Written task:
Reproduce every line of the data below, requests included, and add 26 to each coordinate value in the answers. Leave the numbers in the requests and their sample pairs unchanged.

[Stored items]

▬▬▬▬▬▬▬▬▬▬

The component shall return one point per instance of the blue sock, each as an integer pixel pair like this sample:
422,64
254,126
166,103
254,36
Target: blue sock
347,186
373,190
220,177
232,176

▬▬▬▬▬▬▬▬▬▬

Response:
The component shall return one point per instance of the blue sock, each as an integer pixel pair like this sample:
422,64
254,126
166,103
254,36
Target: blue sock
373,212
399,216
246,203
258,202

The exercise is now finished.